Text Analytics: Your Customers are Talking About You
When your company's customers talk, do you listen closely and quickly enough? More CIOs are deploying text analytics technology to examine customer comments on websites, surveys and the like.
"Just about anything that's in text or can be converted into text," can be analyzed, says Matthew Brown, principal analyst for information and knowledge management at Forrester Research. Businesses in diverse fields including transportation, hospitality, business and consumer products, retail, entertainment and even law are beginning to embrace text analytics, Brown notes.
Text analytics tools also enable an enterprise to scour the digital grapevine to pinpoint budding problems that could tarnish a brand's luster, says Fern Halper, a partner at Hurwitz & Associates, a consulting and research firm. "The software helps companies understand what customers are saying about their brands, so they can actually get a head start in finding problems before they occur and make course corrections in midstream," Halper says.
For Internet travel giant Travelocity, that desire is keen, says Ginny Mahl, Travelocity's VP of customer care and sales. And every day, customers send the company plenty of content to examine, Mahl says. From North America alone, Travelocity each month receives some 25,000 to 30,000 customer satisfaction survey responses, 35,000 to 50,000 e-mails and 400,000 calls, she says.
To help sort through this digital haystack for insight needles, Travelocity turned to Attensity's text analytics tools. At press time, Travelocity was preparing to deploy a production version of the software. "We are using it primarily to read verbatim feedback from our customers to gain insight into likes and dislikes about Travelocity, and recommendations they have for improvements in our products and services," Mahl says.
"In particular, the application will let us do a much deeper dive into the root causes/drivers of the satisfaction scores we receive."
Mahl expects that the software will enable Travelocity to detect consumer sentiment trends that may impact customer satisfaction. Mahl offers an example: "Through a very simple query, we're able to 'read' our customer comments and find out if the amenity offerings at a particular hotel have changed, allowing us to update our website content more rapidly," she says. "This capability is one of those very simple things that can have a big impact on our customers' experience."
Text analytics also promises to help Travelocity bolster its partner relationships, Mahl says. "We [receive] supplier-specific feedback, which we can feed back to our partners so they also have a better understanding of our mutual customers' opinions," she says. "Sharing valuable customer information is in both of our best interests."
Travelocity, which first learned about text analytics from vendors who approached the company, evaluated several products, Mahl says. Two factors drove Travelocity toward Attensity, she says. "Attensity's solution lets us acquire an enterprise license for the software, which we can scale much more economically as we grow our application of text analytics to additional data or new data sets," Mahl says. "They were also able to provide a travel industry taxonomy to jump-start analysis."

● **INFORMATION PROVIDED**:
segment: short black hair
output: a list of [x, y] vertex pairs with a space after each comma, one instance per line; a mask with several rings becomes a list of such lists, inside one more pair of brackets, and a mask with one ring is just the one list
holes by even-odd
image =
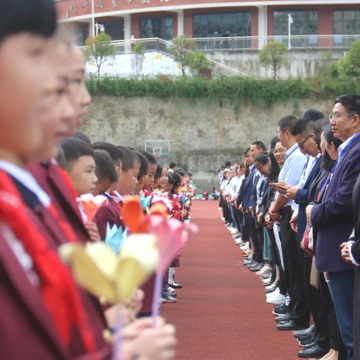
[[321, 133], [324, 127], [326, 125], [329, 123], [328, 118], [323, 118], [316, 120], [314, 124], [313, 132], [314, 132], [314, 141], [317, 145], [317, 148], [321, 151], [320, 144], [321, 142]]
[[94, 157], [94, 151], [89, 144], [75, 138], [65, 139], [61, 142], [66, 169], [69, 169], [81, 156]]
[[80, 139], [83, 140], [83, 141], [85, 141], [86, 143], [89, 144], [90, 146], [92, 146], [90, 139], [84, 133], [75, 133], [73, 135], [73, 137], [76, 139]]
[[272, 150], [275, 149], [275, 146], [279, 142], [279, 138], [278, 136], [274, 136], [273, 138], [271, 138], [270, 140], [270, 149]]
[[277, 123], [277, 126], [282, 132], [287, 131], [291, 133], [298, 121], [295, 116], [288, 115], [281, 118]]
[[98, 181], [109, 180], [112, 183], [118, 181], [118, 173], [114, 167], [114, 162], [106, 150], [94, 151], [94, 160], [96, 164], [95, 174]]
[[117, 146], [115, 146], [110, 143], [99, 141], [94, 143], [93, 148], [95, 150], [105, 150], [107, 152], [114, 164], [118, 166], [121, 165], [121, 161], [124, 157], [124, 155], [121, 150], [118, 148]]
[[140, 159], [134, 151], [130, 150], [126, 146], [118, 146], [123, 153], [123, 158], [121, 160], [121, 170], [123, 171], [129, 171], [134, 168], [134, 162], [137, 161], [140, 164]]
[[162, 165], [158, 164], [157, 167], [156, 168], [156, 172], [155, 175], [154, 175], [154, 180], [157, 180], [161, 177], [161, 173], [163, 172], [163, 167]]
[[251, 145], [255, 145], [256, 147], [256, 148], [258, 150], [261, 149], [263, 151], [265, 151], [266, 150], [265, 144], [262, 142], [262, 141], [254, 141]]
[[314, 120], [309, 118], [300, 119], [292, 129], [291, 134], [295, 136], [304, 133], [307, 135], [311, 134], [313, 130], [314, 122]]
[[328, 124], [324, 127], [324, 139], [327, 143], [332, 143], [334, 145], [335, 147], [337, 149], [340, 145], [342, 144], [339, 139], [337, 139], [334, 137], [334, 134], [332, 132], [332, 129], [331, 126]]
[[158, 164], [155, 157], [152, 154], [150, 154], [148, 151], [140, 151], [140, 152], [147, 159], [148, 162], [150, 165], [157, 165]]
[[349, 94], [339, 96], [334, 104], [341, 104], [350, 114], [357, 114], [360, 116], [360, 95]]
[[308, 109], [301, 116], [302, 119], [310, 119], [313, 121], [316, 121], [324, 118], [324, 114], [316, 109]]
[[50, 38], [57, 27], [54, 0], [2, 0], [0, 2], [0, 43], [11, 35], [31, 33]]
[[140, 151], [134, 151], [134, 152], [135, 152], [140, 160], [140, 169], [139, 171], [139, 174], [137, 176], [138, 181], [139, 181], [142, 177], [148, 174], [149, 162], [145, 155], [142, 154]]

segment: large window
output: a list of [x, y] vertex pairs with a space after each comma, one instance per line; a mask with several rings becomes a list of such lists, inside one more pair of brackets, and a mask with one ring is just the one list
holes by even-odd
[[195, 14], [193, 24], [194, 38], [250, 36], [251, 35], [250, 12]]
[[173, 39], [172, 16], [140, 19], [140, 38], [160, 38], [171, 41]]
[[124, 40], [124, 19], [103, 21], [101, 20], [102, 25], [105, 27], [105, 33], [108, 34], [113, 40]]
[[333, 34], [360, 34], [360, 10], [334, 10], [332, 17]]
[[274, 11], [274, 36], [287, 35], [288, 15], [293, 21], [291, 25], [291, 35], [316, 35], [317, 34], [317, 12], [312, 11]]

● **EXERCISE INSTRUCTIONS**: Rewrite the stretch of the text analytics article from "Text Analytics: Your" through "analytics, Brown notes.", putting "IT leaders" in place of "CIOs". The records have no connection to the text analytics article.

● **WORKED SOLUTION**:
Text Analytics: Your Customers are Talking About You
When your company's customers talk, do you listen closely and quickly enough? More IT leaders are deploying text analytics technology to examine customer comments on websites, surveys and the like.
"Just about anything that's in text or can be converted into text," can be analyzed, says Matthew Brown, principal analyst for information and knowledge management at Forrester Research. Businesses in diverse fields including transportation, hospitality, business and consumer products, retail, entertainment and even law are beginning to embrace text analytics, Brown notes.